▸ Texte étudié:
□ □ □
PARIS Fermetures de magasins et suppressions d'emplois chez Fauchon comme au Printemps : la crise sanitaire fait aussi flancher certains commerces spécialisés dans les produits haut de gamme, soulignant la fragilité de ceux qui n'ont parfois pas suffisamment pris le virage du numérique.
Avoir pignon sur rue n'a pas suffi à lui garantir un avenir : « après 73 ans d'activité, la Maroquinerie Parisienne fermera ses portes définitivement à la fin de l'année », indique un bref message publié sur le site de cette institution du IXe arrondissement de Paris, et spécialisée dans les accessoires haut de gamme.
Et il ne s'agit pas de la seule victime de renom de la crise sanitaire.
Le célèbre traiteur Fauchon va fermer ses deux boutiques emblématiques de la place de la Madeleine, laissant 77 salariés sur le carreau. La semaine dernière, le Printemps a également fait part de sa volonté de fermer plusieurs grands magasins dans différentes villes, ce qui menace 450 emplois.
Ces grands noms du commerce ont été frappés par une succession de crises: attentats de 2015, mouvement des « gilets jaunes », grèves. La crise sanitaire, qui a tari les flux touristiques et réduit la fréquentation des magasins, leur a asséné le coup de grâce.
« Le Covid ne fait que révéler d'éventuelles fragilités du modèle », explique à l'AFP Serge Carreira, maître de conférences à Sciences Po Paris et spécialiste du luxe. Les enseignes qui dépendent de magasins physiques ont une « structure de charge extrêmement lourde et pesante », précise-t-il en évoquant notamment les loyers.
« Au sein d'un groupe, on est dans une logique de limiter les coûts, les pertes, la viabilité est moins remise en cause, alors que pour une maison indépendante, sa vie même est en jeu », détaille le spécialiste.
Résistance numérique
La crise sanitaire est d'une telle ampleur que même les groupes de luxe les plus robustes sont secoués.
Les fleurons français LVMH, Kering et Hermès ont vu leur revenu s'écrouler au deuxième trimestre, avant de redresser la barre au trimestre suivant, notamment grâce au dynamisme de l'Asie, où l'épidémie semble mieux maîtrisée.
Au Royaume-Uni, autre destination shopping prisée des touristes fortunés, les bénéfices de Burberry ont été laminés. Les grands magasins Selfridges et Harrods, dont l'activité a plongé, comptent supprimer respectivement 450 et 700 emplois.
Aux Etats-Unis, la pandémie a achevé plusieurs chaînes haut de gamme dont Neiman Marcus.
« Les entreprises qui s'en sortent le mieux sont celles qui ont commencé la transformation +digitale+ il y a longtemps et celles qui ont évolué vers un modèle de +marketplace+ », mettant en relation acheteurs et vendeurs, détaille à l'AFP Audrey Depraeter-Montacel, directrice luxe et beauté chez Accenture.
□ □ □
▸ Données disponibles:
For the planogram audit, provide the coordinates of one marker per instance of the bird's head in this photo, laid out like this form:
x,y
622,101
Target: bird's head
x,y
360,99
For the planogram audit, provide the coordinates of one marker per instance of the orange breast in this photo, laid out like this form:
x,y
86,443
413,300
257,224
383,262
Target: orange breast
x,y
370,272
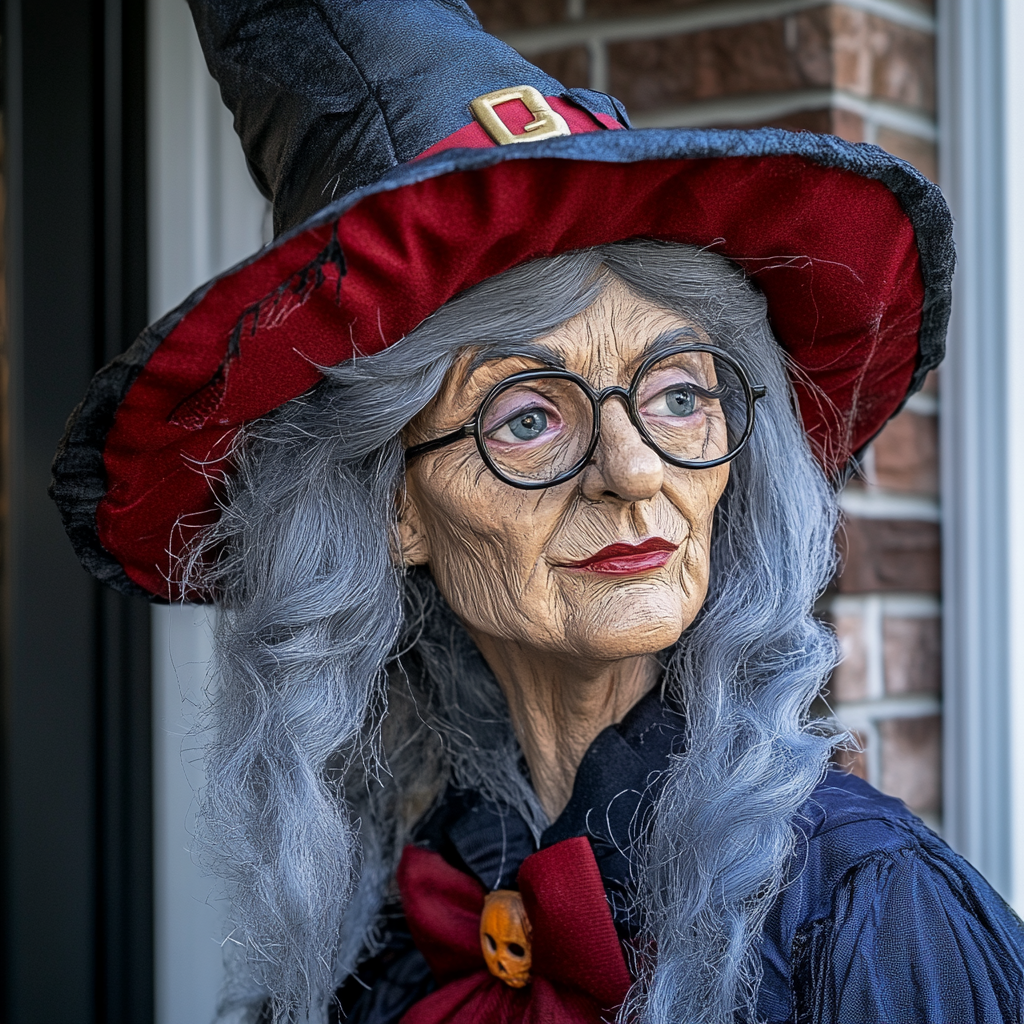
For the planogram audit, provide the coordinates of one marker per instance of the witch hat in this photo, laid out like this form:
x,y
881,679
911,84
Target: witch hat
x,y
409,156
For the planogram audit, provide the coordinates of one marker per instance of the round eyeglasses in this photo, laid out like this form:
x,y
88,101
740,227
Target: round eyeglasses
x,y
692,404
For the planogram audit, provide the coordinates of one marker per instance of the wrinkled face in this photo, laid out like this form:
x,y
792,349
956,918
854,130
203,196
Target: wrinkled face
x,y
520,565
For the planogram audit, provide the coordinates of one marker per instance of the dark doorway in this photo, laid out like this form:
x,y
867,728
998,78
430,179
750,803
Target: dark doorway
x,y
77,842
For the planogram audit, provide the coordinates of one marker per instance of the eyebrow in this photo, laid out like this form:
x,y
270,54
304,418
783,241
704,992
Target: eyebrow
x,y
549,357
524,349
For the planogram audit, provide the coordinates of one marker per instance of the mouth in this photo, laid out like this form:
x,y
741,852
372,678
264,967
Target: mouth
x,y
628,559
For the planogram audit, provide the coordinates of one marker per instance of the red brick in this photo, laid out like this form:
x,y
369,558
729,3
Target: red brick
x,y
853,759
570,66
880,58
887,555
848,125
849,679
906,455
912,653
914,151
500,15
911,761
729,61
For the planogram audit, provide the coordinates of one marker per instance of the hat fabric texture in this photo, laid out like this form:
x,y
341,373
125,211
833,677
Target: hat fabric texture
x,y
390,198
□ □ □
Recopiez sans aucune modification, dans l'article sur la crise du commerce haut de gamme, tout ce qui va de « Le célèbre traiteur » jusqu'à « notamment les loyers. ».

▸ Corrigé de l'exercice:
Le célèbre traiteur Fauchon va fermer ses deux boutiques emblématiques de la place de la Madeleine, laissant 77 salariés sur le carreau. La semaine dernière, le Printemps a également fait part de sa volonté de fermer plusieurs grands magasins dans différentes villes, ce qui menace 450 emplois.
Ces grands noms du commerce ont été frappés par une succession de crises: attentats de 2015, mouvement des « gilets jaunes », grèves. La crise sanitaire, qui a tari les flux touristiques et réduit la fréquentation des magasins, leur a asséné le coup de grâce.
« Le Covid ne fait que révéler d'éventuelles fragilités du modèle », explique à l'AFP Serge Carreira, maître de conférences à Sciences Po Paris et spécialiste du luxe. Les enseignes qui dépendent de magasins physiques ont une « structure de charge extrêmement lourde et pesante », précise-t-il en évoquant notamment les loyers.